- [WORK INSTRUCTION 1]: In the short-haired bumblebee article, where are the bred bees to be released?
- [WORK INSTRUCTION 2]: Pick up the short-haired bumblebee article after its final sentence and carry it on.

- [GIVEN PASSAGE]:

========================================

The short-haired bumblebee, which is extinct in the UK, is to be reintroduced from New Zealand in a scheme announced today by Natural England, the Bumblebee Conservation Trust, the RSPB and Hymettus.

The species was exported to New Zealand on the first refrigerated lamb boats in the late 19th century to pollinate red clover crops. Despite becoming extinct in the UK in 2000, the short-haired bumblebee has thrived on New Zealand’s South Island.

About 100 of the bees will be collected in New Zealand and a captive breeding plan established, with the aim of releasing them in their last-known habitat, Dungeness in Kent.

The bees will be flown over in cool boxes and will not be disturbed, as they will be in hibernation during transit.

Paul Christensen, Natural England’s acting chairman, says: ‘Bumblebees are suffering unprecedented international declines and drastic action is required to aid their recovery.

‘Bumblebees play a key role in maintaining food supplies—we rely on their ability to pollinate crops, and we have to do all we can to provide suitable habitat and to sustain the diversity of bee species.

========================================

- [INFORMATION PROVIDED]:
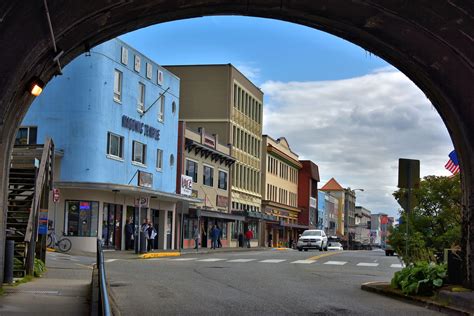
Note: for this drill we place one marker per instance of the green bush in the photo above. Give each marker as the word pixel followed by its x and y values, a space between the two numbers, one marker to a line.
pixel 39 267
pixel 420 278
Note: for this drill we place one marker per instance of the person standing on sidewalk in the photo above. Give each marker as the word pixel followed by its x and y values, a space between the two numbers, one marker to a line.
pixel 248 237
pixel 196 237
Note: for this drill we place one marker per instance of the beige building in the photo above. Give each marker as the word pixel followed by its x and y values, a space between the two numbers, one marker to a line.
pixel 207 163
pixel 280 167
pixel 224 102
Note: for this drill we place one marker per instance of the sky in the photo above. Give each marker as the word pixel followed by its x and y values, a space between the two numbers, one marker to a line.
pixel 338 105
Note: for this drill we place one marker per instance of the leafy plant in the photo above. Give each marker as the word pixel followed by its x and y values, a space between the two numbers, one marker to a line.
pixel 39 267
pixel 420 278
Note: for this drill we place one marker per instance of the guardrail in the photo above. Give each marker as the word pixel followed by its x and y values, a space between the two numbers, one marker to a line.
pixel 104 304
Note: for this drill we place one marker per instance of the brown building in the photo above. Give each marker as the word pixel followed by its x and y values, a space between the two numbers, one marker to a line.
pixel 224 102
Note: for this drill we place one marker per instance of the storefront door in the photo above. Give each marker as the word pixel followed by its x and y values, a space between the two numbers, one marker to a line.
pixel 112 226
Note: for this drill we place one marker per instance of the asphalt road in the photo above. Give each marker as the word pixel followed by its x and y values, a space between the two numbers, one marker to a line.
pixel 257 282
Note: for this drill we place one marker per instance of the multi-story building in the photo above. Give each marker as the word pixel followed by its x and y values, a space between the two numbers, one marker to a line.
pixel 362 225
pixel 333 188
pixel 308 178
pixel 204 166
pixel 224 102
pixel 280 167
pixel 113 115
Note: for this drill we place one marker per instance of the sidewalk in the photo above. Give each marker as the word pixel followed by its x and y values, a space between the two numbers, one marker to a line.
pixel 63 290
pixel 127 255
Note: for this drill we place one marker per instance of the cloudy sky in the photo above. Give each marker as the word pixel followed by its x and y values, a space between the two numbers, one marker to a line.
pixel 347 110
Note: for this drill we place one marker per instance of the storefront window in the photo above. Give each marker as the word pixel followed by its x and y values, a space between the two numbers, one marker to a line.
pixel 82 218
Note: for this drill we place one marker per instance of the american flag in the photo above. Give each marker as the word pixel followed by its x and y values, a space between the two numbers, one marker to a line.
pixel 453 164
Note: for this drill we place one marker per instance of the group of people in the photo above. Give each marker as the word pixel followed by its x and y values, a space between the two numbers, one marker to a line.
pixel 148 231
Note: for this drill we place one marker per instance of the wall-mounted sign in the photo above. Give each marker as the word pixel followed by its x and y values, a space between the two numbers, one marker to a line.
pixel 222 201
pixel 209 141
pixel 312 202
pixel 186 185
pixel 140 127
pixel 142 202
pixel 145 179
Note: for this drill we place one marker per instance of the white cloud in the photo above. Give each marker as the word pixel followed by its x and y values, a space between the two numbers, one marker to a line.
pixel 356 129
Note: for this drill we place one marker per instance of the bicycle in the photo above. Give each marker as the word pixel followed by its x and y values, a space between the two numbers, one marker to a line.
pixel 63 244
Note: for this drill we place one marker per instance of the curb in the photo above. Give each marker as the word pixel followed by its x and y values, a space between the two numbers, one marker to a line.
pixel 159 255
pixel 383 288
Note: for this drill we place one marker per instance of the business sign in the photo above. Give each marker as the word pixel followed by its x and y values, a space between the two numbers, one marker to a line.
pixel 186 185
pixel 142 202
pixel 145 179
pixel 222 201
pixel 43 222
pixel 312 202
pixel 56 195
pixel 140 127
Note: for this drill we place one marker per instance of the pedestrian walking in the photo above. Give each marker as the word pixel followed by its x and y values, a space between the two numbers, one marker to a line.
pixel 196 237
pixel 128 235
pixel 248 237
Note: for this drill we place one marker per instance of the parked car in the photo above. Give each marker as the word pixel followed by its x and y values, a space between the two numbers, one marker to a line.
pixel 312 239
pixel 334 246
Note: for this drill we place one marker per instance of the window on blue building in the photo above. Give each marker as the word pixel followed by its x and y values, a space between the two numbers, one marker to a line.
pixel 139 152
pixel 208 176
pixel 117 86
pixel 114 145
pixel 141 98
pixel 159 159
pixel 191 169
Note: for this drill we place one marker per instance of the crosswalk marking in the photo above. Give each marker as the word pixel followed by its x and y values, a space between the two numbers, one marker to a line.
pixel 367 264
pixel 397 265
pixel 304 261
pixel 273 261
pixel 336 263
pixel 241 260
pixel 211 260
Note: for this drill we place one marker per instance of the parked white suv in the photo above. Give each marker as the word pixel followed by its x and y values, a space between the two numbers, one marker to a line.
pixel 312 239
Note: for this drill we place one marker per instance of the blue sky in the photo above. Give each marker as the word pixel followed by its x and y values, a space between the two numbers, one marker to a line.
pixel 338 105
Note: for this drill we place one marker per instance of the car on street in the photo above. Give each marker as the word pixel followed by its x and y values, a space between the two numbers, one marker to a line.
pixel 334 246
pixel 312 239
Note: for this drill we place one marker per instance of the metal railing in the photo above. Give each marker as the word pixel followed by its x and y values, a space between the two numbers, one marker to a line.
pixel 104 304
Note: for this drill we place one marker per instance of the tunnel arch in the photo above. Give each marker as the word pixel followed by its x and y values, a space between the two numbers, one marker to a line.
pixel 430 42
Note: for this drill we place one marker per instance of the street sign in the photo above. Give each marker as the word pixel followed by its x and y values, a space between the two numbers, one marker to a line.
pixel 408 173
pixel 56 195
pixel 142 202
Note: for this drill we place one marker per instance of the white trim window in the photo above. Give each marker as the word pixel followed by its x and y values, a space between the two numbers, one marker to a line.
pixel 222 182
pixel 141 98
pixel 114 145
pixel 161 109
pixel 138 152
pixel 118 78
pixel 159 159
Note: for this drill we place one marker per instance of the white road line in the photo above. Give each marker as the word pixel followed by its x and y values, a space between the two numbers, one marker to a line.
pixel 304 261
pixel 367 264
pixel 241 260
pixel 211 260
pixel 336 263
pixel 397 265
pixel 273 261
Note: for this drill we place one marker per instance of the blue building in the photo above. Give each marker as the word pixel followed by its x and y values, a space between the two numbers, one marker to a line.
pixel 113 116
pixel 322 219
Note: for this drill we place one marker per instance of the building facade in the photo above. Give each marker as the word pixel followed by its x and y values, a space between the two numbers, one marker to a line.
pixel 280 168
pixel 205 168
pixel 224 102
pixel 333 188
pixel 113 115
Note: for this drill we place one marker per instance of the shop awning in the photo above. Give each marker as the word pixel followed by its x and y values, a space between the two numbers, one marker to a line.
pixel 221 215
pixel 127 190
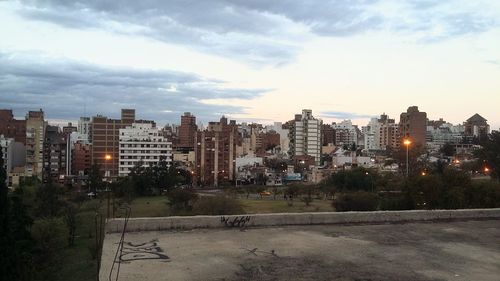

========================================

- [EXERCISE RESULT 1]: Dungeness in Kent, their last-known habitat.

- [EXERCISE RESULT 2]:
‘This international rescue mission has two aims: to restore habitat in England, thereby giving existing bees a boost; and to bring the short-haired bumblebee home, where it can be protected.

‘The project hinges on the creation of healthy bumblebee habitat with the help of farmers in the South-East.’

Nikki Gammans, the scheme’s project officer, adds that the bumblebee pollinates about 80% of the UK’s most important crops. She says: ‘By creating the right habitat for these bumblebees, we’re recreating wildflower habitat that has been lost, which will be good for butterflies, water voles and nesting birds.’

Malcolm Ausden, senior reserves ecologist at the RSPB, says: “The loss of this bumblebee is a prime example of the pressures faced by the UK’s natural environment. It’s not often you get a chance to bring back a species which has been lost. With the short-haired bumblebee, the New Zealand population gives us an opportunity to do just that.’

The project calls for multiple releases over a few years, initially at Dungeness and then at selected sites in southern England, such as the Salisbury Plain. The project managers are aiming for a primary release date of 2010.